UC Santa Barbara researchers uncover fundamental limits on optical transparency in conducting oxides

UCSB researchers uncover fundamental limits on optical transparency in conducting oxides

(Santa Barbara, Calif.) – Researchers in the Computational Materials Group at the University of California, Santa Barbara (UCSB) have uncovered the fundamental limits on optical transparency in the class of materials known as transparent conducting oxides. Their discovery will support development of energy efficiency improvements for devices that depend on optoelectronic technology, such as light-emitting diodes and solar cells.
    
Transparent conducting oxides are used as transparent contacts in a wide range of optoelectronic devices, such as photovoltaic cells, light-emitting diodes (LEDs), and LCD touch screens. These materials are unique in that they can conduct electricity while being transparent to visible light. For optoelectronic devices to be able to emit or absorb light, it is important that the electrical contacts at the top of the device are optically transparent. Opaque metals and most transparent materials lack the balance between these two characteristics to be functional for use in such technology.

In a paper published in Applied Physics Letters [APL 100, 011914 (2012)], the UCSB researchers used cutting-edge calculation methods to investigate tin dioxide (SnO2), a widely-used conducting oxide. 

Conducting oxides strike an ideal balance between transparency and conductivity because their wide band gaps prevent absorption of visible light by excitation of electrons across the gap, according to the researchers. At the same time, dopant atoms provide additional electrons in the conduction band that enable electrical conductivity. However, these free electrons can also absorb light by being excited to higher conduction-band states. 

“Direct absorption of visible light cannot occur in these materials because the next available electron level is too high in energy. But we found that more complex absorption mechanisms, which also involve lattice vibrations, can be remarkably strong”, says Hartwin Peelaers, a postdoctoral researcher and the lead author of the paper. The other authors are Emmanouil Kioupakis, now at the University of Michigan, and Chris Van de Walle, a professor in the UCSB Materials Department and a part of the Institute for Energy Efficiency.

◆ **Study material**
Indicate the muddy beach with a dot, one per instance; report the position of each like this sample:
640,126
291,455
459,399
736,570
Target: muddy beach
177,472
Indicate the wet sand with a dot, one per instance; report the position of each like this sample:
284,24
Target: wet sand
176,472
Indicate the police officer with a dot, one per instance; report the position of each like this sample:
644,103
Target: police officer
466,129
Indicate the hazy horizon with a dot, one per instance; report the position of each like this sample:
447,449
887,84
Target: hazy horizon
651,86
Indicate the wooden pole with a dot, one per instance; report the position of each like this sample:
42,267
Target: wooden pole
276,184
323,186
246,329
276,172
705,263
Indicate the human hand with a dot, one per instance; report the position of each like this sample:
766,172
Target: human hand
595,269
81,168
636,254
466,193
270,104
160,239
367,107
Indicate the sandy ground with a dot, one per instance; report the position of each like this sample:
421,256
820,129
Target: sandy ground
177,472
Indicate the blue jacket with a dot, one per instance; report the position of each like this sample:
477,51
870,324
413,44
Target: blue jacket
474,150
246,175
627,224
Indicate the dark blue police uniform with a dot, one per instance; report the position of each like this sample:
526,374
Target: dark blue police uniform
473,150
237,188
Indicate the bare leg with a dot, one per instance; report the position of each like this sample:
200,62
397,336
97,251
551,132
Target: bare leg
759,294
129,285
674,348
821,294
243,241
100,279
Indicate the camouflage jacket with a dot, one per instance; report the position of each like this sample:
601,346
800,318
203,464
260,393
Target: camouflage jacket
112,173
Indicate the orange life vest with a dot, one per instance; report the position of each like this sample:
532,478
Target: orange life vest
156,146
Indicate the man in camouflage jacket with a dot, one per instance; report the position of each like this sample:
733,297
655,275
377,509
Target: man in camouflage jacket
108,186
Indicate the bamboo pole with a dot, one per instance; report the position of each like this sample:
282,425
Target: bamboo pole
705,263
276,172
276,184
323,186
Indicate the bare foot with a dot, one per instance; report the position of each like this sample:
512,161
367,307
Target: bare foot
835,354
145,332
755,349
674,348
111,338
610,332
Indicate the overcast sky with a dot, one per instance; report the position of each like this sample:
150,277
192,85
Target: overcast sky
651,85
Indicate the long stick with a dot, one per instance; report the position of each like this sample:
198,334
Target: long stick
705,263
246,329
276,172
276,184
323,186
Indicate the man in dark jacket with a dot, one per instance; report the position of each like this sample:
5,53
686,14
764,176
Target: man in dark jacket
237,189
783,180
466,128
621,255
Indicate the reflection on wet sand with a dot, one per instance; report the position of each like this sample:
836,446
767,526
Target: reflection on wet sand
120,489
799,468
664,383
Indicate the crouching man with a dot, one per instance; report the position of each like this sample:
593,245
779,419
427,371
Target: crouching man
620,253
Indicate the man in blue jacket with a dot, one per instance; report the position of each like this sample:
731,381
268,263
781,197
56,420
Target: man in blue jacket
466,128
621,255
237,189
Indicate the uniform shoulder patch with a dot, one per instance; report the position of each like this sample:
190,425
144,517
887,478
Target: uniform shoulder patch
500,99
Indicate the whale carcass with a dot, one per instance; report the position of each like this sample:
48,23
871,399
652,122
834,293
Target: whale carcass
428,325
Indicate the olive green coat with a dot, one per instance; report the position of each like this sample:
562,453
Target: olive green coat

◆ **Requirement A**
In the article on transparent conducting oxides, copy word for word the part that opens with the words containing "Transparent conducting oxides are" and closes with "widely-used conducting oxide.".
◆ **Requirement B**
In the article on transparent conducting oxides, which widely used conducting oxide did the UCSB researchers investigate in their Applied Physics Letters paper?
◆ **Requirement C**
Write what comes next in the article on transparent conducting oxides, continuing after its final sentence.

◆ **Task response A**
Transparent conducting oxides are used as transparent contacts in a wide range of optoelectronic devices, such as photovoltaic cells, light-emitting diodes (LEDs), and LCD touch screens. These materials are unique in that they can conduct electricity while being transparent to visible light. For optoelectronic devices to be able to emit or absorb light, it is important that the electrical contacts at the top of the device are optically transparent. Opaque metals and most transparent materials lack the balance between these two characteristics to be functional for use in such technology.

In a paper published in Applied Physics Letters [APL 100, 011914 (2012)], the UCSB researchers used cutting-edge calculation methods to investigate tin dioxide (SnO2), a widely-used conducting oxide.

◆ **Task response B**
Tin dioxide (SnO2).

◆ **Task response C**
Peelaers and Van de Walle

They found that tin dioxide only weakly absorbs visible light, thus letting most light pass through, so that it is still a useful transparent contact. In their study, the transparency of SnO2 declined when moving to other wavelength regions. Absorption was 5 times stronger for ultraviolet light and 20 times stronger for the infrared light used in telecommunications.

“Every bit of light that gets absorbed reduces the efficiency of a solar cell or LED”, remarked Chris Van de Walle. “Understanding what causes the absorption is essential for engineering improved materials to be used in more efficient devices.”

Van de Walle’s Computational Materials Group is affiliated with the Institute for Energy Efficiency and the College of Engineering at UCSB. Their research explores semiconducting binary oxides, nitride semiconductors, novel channel materials and dielectrics, materials for quantum computing, photochemical hydrogen generation, and metallic nanoparticles. Learn more about Computational Materials research at www.mrl.ucsb.edu/~vandewalle .

Their research was supported as part of the Center for Energy Efficient Materials, an Energy Frontier Research Center funded by the United States Department of Energy, by the Belgian American Educational Foundation, and by the UCSB Materials Research Laboratory: a National Science Foundation MRSEC.

Artist’s impression of key results from first-principles calculations for light absorption in a transparent conductor. Three beams of light (red for infrared, yellow for visible light, and violet for ultraviolet) travel through a layer of SnO2.  Absorption by the conduction electrons in the oxide reduces the intensity of the beams.  The calculations showed that absorption is 5 times stronger for ultraviolet and 20 times stronger for infrared, compared to absorption of visible light.